§ **Task directions**: All of the entries below should be returned verbatim, apart from the pictures.

═══ Data records ═══

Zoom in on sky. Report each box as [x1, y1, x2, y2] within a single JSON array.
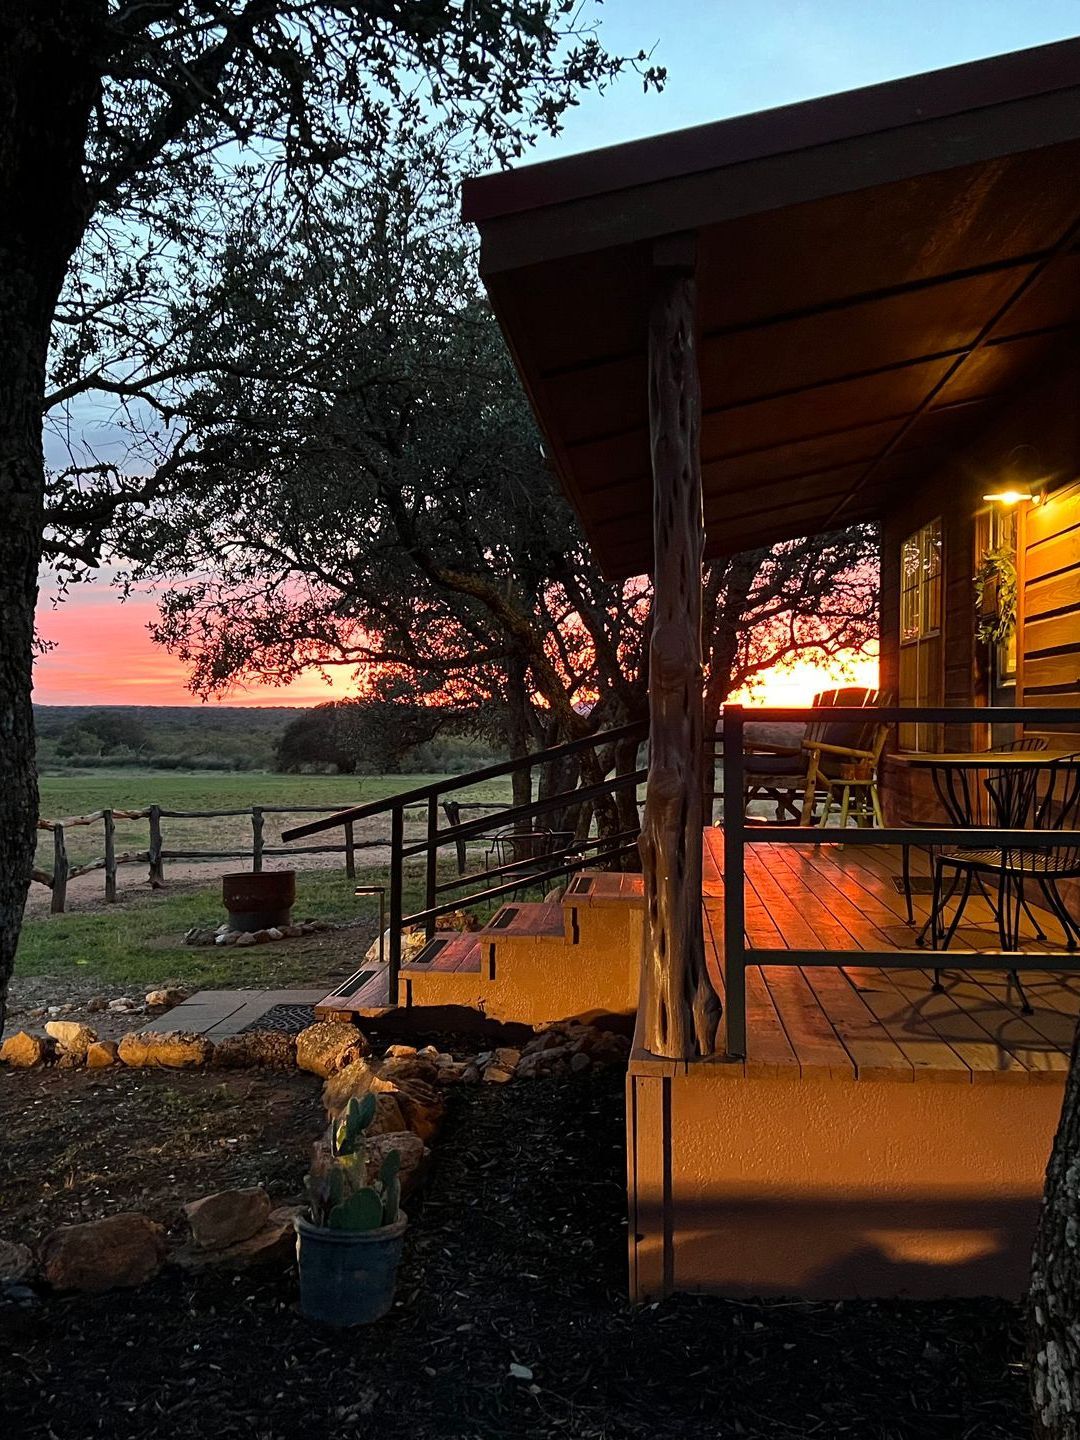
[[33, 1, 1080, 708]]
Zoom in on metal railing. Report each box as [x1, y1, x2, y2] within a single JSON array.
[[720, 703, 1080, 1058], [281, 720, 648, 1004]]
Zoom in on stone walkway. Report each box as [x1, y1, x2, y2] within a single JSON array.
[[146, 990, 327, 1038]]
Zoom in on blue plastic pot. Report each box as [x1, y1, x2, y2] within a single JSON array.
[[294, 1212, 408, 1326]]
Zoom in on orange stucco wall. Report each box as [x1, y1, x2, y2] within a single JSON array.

═══

§ **Response to the exercise**:
Zoom in on sky. Report each box as [x1, y1, x2, y2] within a single JSON array.
[[33, 1, 1080, 708]]
Zoom in on metal railing. Report each box as [x1, y1, x2, y2] within a single JSON array.
[[720, 703, 1080, 1058], [281, 720, 648, 1004]]
Zoom in on stone walkway. Report each box as [x1, y1, x2, y2] within a single JSON array.
[[146, 990, 327, 1038]]
Zoom in on blue plastic pot. Report each box as [x1, y1, x2, y2] within a single JSON array.
[[294, 1212, 408, 1326]]
Zoom in on orange stucco wall. Report each box as [x1, y1, x2, y2] within a single JSON array.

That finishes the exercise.